* WAS ZU TUN IST
1) Gib aus dem Kommentar zur Zeitenwende das Stück von "Der auffälligste Unterschied" bis "biografischer Erfahrungen gelungen." noch einmal wieder und tausche darin "Megabestseller" gegen "Bestseller".
2) Schreib den Kommentar zur Zeitenwende nach seinem letzten Satz weiter.

* AUSZUG
Deutschland 2022: Schlafwandlerisch und mit vollem Bauch mitten hinein ins kollektive Frieren

Olaf Scholz: Wollt ihr die totale Zeitenwende?

von Alexander Wallasch (Kommentare: 3)

Der auffälligste Unterschied zu 1913 besteht darin, dass die Zeitenwende heute erklärtes Ziel der politischen Entscheider ist, dass sie bewusst herbeigeführt wurde, dass das prognostizierte kommende Elend der Deutschen als Kollateralschaden bereits eingeplant ist.© Quelle: YouTube, Screenshot DW Deutsch, Welt I Montage Alexander Wallasch

„1913 – Der Sommer des Jahrhunderts“ von Florian Illies wurde einhundert Jahre nach 1913 zum Megabestseller. Dem Autor war die Wiederbelebung der Geschichte aus den Tiefen biografischer Erfahrungen gelungen.

Es sind die Biografien der deutschen Avantgarde, die Illies interessieren. Ein Hochamt der Hochkultur. Heute käme man kaum drauf, welche Protagonisten in einhundert Jahren in einem fiktiven Buch über das Jahr „2022“ analog dazu vorgesellt werden könnten.

Die Autorin Julia Zeh etwa? Der Philosoph Rüdiger Safranski oder gar Richard David Precht? Oder doch die düsteren Gestalten, die Verstoßenen, Ballweg, Kubitschek und Co? Sind sie die Objekte der Begierde der Literatur einhundert Jahre später? Sie wären es wohl gerne.

* VORLIEGENDE EINTRÄGE
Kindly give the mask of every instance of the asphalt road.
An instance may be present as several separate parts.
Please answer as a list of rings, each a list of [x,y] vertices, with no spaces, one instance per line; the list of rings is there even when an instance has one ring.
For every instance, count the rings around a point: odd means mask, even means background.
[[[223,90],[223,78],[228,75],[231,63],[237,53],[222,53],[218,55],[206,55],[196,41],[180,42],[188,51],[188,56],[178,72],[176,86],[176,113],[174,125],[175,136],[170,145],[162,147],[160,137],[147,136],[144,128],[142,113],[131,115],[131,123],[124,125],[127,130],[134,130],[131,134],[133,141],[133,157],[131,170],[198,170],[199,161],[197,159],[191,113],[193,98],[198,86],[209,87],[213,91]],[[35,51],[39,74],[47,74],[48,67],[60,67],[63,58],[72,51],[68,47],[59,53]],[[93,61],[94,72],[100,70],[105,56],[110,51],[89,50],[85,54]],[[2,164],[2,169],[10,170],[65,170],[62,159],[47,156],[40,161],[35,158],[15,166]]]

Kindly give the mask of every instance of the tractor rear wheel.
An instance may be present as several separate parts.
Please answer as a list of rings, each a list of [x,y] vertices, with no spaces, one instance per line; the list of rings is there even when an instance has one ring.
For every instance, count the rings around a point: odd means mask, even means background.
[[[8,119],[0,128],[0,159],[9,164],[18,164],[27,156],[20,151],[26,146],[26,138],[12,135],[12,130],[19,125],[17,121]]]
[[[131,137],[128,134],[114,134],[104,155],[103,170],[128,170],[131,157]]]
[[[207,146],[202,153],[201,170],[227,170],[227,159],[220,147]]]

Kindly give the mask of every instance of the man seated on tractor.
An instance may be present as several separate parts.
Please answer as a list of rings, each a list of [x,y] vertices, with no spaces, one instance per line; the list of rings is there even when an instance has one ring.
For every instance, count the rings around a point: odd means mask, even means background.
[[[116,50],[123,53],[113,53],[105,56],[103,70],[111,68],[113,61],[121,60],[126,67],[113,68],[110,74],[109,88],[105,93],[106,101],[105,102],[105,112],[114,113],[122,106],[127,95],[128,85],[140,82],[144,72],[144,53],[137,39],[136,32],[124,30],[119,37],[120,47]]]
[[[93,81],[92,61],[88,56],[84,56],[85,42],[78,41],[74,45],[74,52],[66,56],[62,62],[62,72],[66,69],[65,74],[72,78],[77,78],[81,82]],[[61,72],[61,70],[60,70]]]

* ANTWORTEN DER REIHE
1)
Der auffälligste Unterschied zu 1913 besteht darin, dass die Zeitenwende heute erklärtes Ziel der politischen Entscheider ist, dass sie bewusst herbeigeführt wurde, dass das prognostizierte kommende Elend der Deutschen als Kollateralschaden bereits eingeplant ist.© Quelle: YouTube, Screenshot DW Deutsch, Welt I Montage Alexander Wallasch

„1913 – Der Sommer des Jahrhunderts“ von Florian Illies wurde einhundert Jahre nach 1913 zum Bestseller. Dem Autor war die Wiederbelebung der Geschichte aus den Tiefen biografischer Erfahrungen gelungen.

2)
Wir Nachgeborenen haben 1913 als „Vorboten“ zu sehen gelernt. Vorboten der Krisen, der Konflikte, der verheerenden Kriege, die das Gesicht Europas und seiner Wertvorstellungen für immer verändern sollten. Eine Zeitenwende.

Konstantin Sakkas schrieb einhundert Jahre danach für den Cicero über das Jahr 1913:

„1913 schließt sich das Tor zur Vergangenheit Alt-Europas und öffnet sich zugleich die Tür zu einer neuen Zeit – es ist das Jahr, in dem sich zwei Epochen in finaler Verdichtung berühren.“


Seine Überschrift lautet damals: „Zeitenwende 1913 - Das Geburtsjahr der Moderne“.

Aber was kommt nach der Moderne? Diese Frage soll man sich jetzt stellen, wenn es nach Bundeskanzler Olaf Scholz geht, der nämlich sprach Anfang 2022 unter dem Eindruck des russischen Einmarsches in die Ukraine wieder von einer „Zeitenwende“.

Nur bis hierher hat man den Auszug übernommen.